> [Set problem A]:
In the passage on printing heterogeneous structures, which ink is deposited first in each layer?
> [Set problem B]:
Collect every line of the records that contains the word "water", with matching case.

Printing of this elaborate heterogeneous structure is realized through the combined deposition of the shaping and the texturing inks (printing parameters are shown in Supplementary Tables 4 and 5). The shaping ink is deposited first to generate an outer rim that will define the contour of the 3D object at that specific height (Fig. 3b). The texturing ink is then printed within the contours set by the shaping ink. The resulting layer is positioned under a rotating magnetic field to orient all the platelets suspended in the texturing ink in one specific direction. Exposure of a particular region of the textured layer to ultraviolet light polymerizes and crosslinks the monomer phase of the ink, eventually fixing the platelet orientation in the illuminated area. Patterned photomasks are used to define the illuminated area and thus enable spatial control over the local texture of the printed material. The magnetic alignment and selective curing steps are sequentially repeated until the desired microstructure of that particular layer is achieved. The fabrication process continues by following the same workflow for every deposited ink layer. In addition to texturing through the magnetic alignment process, gradients in the concentrations of constituents (for example, particles and monomers) are easily generated by mixing different ink formulations in a static mixer just before extrusion through the printer nozzle. In the example shown in Fig. 3, a sacrificial shaping ink was used during printing of the outer rim and readily removed after curing the structure, allowing for the polymerized textured ink to be exposed at the outer surface of the object. Careful post treatment with grinding paper ensures a high surface quality of the object.
The intricate heterogeneous architecture of the resulting 3D object is shown in Fig. 3c. Because of the brown colour of the alumina platelets and the optical transparency of the surrounding platelet-free ink, the spiral staircase is readily visible within the interior of the printed object. To assess the efficacy of the magnetic alignment and ink-mixing processes in creating locally heterogeneous textures and gradients, additional individual top and bottom layers were printed and investigated using light microscopy. Indeed, the micrographs shown in Fig. 3d confirm that the programmed heterogeneous microstructure was effectively realized through the proposed printing approach.

> [Extracted material]:

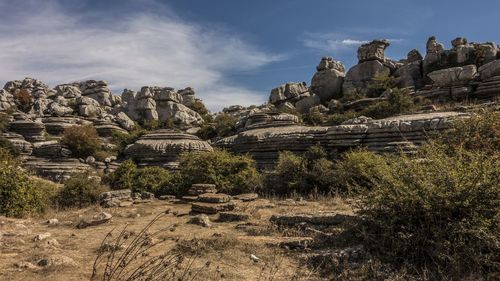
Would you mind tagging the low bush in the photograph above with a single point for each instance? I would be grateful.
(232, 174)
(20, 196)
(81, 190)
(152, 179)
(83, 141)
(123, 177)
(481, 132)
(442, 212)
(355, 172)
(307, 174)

...

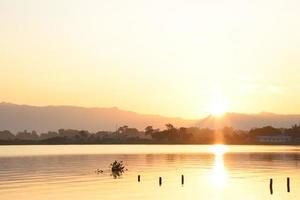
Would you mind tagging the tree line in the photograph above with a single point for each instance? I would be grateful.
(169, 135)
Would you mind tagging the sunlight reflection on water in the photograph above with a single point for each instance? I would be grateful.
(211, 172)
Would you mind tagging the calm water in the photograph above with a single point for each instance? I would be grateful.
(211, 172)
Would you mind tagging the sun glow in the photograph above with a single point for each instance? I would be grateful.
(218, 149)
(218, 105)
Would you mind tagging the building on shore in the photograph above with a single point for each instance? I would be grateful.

> [Correct result A]:
The shaping ink is deposited first.

> [Correct result B]:
Would you mind tagging the sunlight reflection on water in the photograph above with a single point for each instance? I would be grateful.
Would you mind tagging the calm water in the photograph above with a single point for each instance? I would be grateful.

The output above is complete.